(Set problem 1) How many lines in the listing contain the string "instance"? Case counts; reply with the number alone.

[PATCH] x86: Don't remove empty x86 properties

Jim Dehnert dehnert@gmail.com
Wed Dec 12 10:38:00 GMT 2018

On Fri, Dec 7, 2018 at 6:45 AM H.J. Lu <hjl.tools@gmail.com> wrote:

> On Thu, Dec 6, 2018 at 10:22 PM Jim Dehnert <dehnert@gmail.com> wrote:
> >
> > Something's been bothering me about much of this discussion, which is
> probably related to Cary's question about intended usage.  We had some
> features analogous to these, for example concerning floating point
> behavior, in the SGI compilers and tools 20+ years ago.  One of the things
> we realized in the process was that there are at least two different
> classes of usage with different desired properties.
> >
> > The first class involves what this discussion is focused on -- the
> ability to catch invalid mixtures of assumptions, e.g., code that assumes
> or requires something (like your X86 features) vs. other code or hardware
> that doesn't satisfy those requirements.  When one catches such a mismatch
> (in the linker or loader, say), one could reject the program, or it might
> be preferable to let it pass and just use the information for better error
> messages if a failure occurs at runtime.  The latter decision might make
> sense if an actual failure is unlikely, but the decision might vary for
> different features, or different tools, or different vendors.
> >
> > For such usage, it is not necessarily critical that the property
> information be available for every component object.  For example, it may
> be known that old objects created before the property became available
> didn't ever require it.  It may also be desirable to just accept objects
> from toolchains that don't (yet) support the property bits, and accept that
> they might fail more dramatically.

(Data entries)
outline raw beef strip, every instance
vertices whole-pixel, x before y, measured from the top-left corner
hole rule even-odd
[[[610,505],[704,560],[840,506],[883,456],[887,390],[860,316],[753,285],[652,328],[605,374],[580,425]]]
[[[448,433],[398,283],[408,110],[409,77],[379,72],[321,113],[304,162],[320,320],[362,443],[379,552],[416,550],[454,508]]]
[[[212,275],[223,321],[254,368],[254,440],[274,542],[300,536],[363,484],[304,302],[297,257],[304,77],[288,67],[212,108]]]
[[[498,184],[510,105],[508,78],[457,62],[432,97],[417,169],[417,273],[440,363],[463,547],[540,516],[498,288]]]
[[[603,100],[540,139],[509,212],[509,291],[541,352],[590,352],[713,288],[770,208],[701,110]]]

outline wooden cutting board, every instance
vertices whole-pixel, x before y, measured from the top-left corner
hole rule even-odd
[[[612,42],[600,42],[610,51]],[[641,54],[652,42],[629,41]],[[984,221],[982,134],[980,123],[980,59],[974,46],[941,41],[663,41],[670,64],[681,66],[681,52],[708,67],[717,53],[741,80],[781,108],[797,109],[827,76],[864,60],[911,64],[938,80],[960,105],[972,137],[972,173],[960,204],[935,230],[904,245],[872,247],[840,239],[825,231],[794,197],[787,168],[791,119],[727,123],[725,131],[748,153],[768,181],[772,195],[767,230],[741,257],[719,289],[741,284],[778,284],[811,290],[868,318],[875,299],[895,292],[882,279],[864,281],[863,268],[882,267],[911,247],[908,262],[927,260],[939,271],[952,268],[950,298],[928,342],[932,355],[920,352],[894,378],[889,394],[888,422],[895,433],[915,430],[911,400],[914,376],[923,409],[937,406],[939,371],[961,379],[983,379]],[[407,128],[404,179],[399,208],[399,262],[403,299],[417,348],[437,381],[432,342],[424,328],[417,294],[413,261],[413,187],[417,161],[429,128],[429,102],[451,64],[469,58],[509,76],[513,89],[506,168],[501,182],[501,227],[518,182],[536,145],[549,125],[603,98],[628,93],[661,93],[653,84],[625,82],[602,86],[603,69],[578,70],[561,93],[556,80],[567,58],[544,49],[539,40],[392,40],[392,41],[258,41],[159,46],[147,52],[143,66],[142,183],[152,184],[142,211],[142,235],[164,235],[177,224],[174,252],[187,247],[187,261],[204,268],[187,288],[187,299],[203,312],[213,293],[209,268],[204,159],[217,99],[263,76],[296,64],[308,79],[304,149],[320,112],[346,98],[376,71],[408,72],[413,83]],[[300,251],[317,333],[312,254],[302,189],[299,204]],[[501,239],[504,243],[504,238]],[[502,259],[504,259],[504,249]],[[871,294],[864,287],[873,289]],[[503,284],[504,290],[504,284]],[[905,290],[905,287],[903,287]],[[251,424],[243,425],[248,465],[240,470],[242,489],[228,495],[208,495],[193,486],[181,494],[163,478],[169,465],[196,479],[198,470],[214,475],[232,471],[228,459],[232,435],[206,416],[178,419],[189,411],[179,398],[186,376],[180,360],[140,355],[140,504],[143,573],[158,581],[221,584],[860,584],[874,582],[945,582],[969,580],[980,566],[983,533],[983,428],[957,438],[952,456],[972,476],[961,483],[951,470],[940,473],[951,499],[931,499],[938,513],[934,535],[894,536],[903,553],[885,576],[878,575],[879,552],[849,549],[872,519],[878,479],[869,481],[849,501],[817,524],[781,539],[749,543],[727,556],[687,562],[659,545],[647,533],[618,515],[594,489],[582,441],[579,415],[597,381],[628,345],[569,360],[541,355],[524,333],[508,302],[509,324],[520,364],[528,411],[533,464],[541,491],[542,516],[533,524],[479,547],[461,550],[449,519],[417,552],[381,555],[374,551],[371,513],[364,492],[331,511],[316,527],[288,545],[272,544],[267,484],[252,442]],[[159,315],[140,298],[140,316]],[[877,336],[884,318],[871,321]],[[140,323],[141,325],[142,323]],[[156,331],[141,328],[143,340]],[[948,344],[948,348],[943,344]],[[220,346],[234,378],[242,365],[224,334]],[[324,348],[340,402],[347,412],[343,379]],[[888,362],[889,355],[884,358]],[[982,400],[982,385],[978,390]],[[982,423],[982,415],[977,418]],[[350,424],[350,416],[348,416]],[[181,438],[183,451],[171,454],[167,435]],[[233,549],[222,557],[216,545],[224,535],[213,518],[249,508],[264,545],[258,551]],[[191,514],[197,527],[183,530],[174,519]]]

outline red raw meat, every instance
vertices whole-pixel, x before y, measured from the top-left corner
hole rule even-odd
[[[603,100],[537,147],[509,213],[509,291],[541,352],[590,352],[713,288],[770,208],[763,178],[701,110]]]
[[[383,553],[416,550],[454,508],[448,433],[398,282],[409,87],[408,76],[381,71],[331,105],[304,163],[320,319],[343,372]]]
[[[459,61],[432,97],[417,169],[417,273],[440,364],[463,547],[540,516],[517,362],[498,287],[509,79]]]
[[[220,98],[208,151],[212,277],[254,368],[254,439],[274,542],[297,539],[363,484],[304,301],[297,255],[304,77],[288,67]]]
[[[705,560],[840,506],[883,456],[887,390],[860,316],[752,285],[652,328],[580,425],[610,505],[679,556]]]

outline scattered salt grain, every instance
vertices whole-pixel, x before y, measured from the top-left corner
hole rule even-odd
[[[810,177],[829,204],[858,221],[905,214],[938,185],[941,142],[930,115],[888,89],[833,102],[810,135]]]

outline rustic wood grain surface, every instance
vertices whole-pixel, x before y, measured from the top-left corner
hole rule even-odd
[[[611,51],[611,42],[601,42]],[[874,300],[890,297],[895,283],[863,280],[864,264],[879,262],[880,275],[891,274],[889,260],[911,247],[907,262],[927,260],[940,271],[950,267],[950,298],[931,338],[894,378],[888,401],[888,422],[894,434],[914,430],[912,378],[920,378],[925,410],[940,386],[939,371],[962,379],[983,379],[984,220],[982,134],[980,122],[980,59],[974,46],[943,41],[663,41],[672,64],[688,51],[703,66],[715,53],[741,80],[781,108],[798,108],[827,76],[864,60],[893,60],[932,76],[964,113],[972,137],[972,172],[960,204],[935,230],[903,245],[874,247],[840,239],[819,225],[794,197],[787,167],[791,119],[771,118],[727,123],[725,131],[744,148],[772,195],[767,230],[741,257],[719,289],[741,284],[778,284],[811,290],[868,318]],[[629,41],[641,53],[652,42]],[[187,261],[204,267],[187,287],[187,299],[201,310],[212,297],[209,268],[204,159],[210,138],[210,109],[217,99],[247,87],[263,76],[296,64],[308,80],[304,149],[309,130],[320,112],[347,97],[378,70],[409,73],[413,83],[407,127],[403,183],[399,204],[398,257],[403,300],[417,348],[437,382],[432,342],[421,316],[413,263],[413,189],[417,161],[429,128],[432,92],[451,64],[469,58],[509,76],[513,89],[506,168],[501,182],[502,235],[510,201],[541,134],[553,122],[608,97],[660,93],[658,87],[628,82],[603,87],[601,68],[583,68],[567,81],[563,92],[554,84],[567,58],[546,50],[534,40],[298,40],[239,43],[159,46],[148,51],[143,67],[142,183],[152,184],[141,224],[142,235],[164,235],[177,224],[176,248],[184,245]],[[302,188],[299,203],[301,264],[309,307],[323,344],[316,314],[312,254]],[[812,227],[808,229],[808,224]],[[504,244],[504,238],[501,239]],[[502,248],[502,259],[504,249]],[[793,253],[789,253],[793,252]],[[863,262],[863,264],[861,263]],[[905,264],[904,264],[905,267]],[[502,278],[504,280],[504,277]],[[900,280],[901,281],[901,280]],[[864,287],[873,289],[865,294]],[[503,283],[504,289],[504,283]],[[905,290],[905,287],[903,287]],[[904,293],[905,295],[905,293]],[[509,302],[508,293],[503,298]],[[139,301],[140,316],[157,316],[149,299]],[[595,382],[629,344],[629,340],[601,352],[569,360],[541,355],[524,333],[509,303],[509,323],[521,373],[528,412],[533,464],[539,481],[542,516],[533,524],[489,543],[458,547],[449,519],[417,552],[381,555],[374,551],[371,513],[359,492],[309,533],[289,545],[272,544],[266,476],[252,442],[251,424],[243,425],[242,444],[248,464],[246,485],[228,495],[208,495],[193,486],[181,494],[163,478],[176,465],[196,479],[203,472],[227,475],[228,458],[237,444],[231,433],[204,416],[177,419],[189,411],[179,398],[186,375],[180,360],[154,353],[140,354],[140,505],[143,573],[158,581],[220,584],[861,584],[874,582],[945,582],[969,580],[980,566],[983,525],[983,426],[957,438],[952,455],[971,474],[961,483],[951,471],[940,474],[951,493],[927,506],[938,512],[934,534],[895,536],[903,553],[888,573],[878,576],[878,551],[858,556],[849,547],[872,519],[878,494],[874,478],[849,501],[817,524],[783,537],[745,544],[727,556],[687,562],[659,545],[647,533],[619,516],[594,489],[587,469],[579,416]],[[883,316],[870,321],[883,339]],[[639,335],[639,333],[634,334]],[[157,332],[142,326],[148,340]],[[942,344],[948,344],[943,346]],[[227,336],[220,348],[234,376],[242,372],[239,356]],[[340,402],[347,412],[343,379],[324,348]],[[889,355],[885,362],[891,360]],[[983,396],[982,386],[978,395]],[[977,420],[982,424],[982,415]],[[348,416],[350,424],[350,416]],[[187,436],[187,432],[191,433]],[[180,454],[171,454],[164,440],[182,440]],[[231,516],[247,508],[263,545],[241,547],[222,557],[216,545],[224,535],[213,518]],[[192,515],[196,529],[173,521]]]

(Set problem 2) According to the thread about x86 properties, whose compilers and tools had analogous features, such as ones concerning floating point behavior, more than 20 years ago?

(Complete output 1) 5

(Complete output 2) The SGI compilers and tools had them.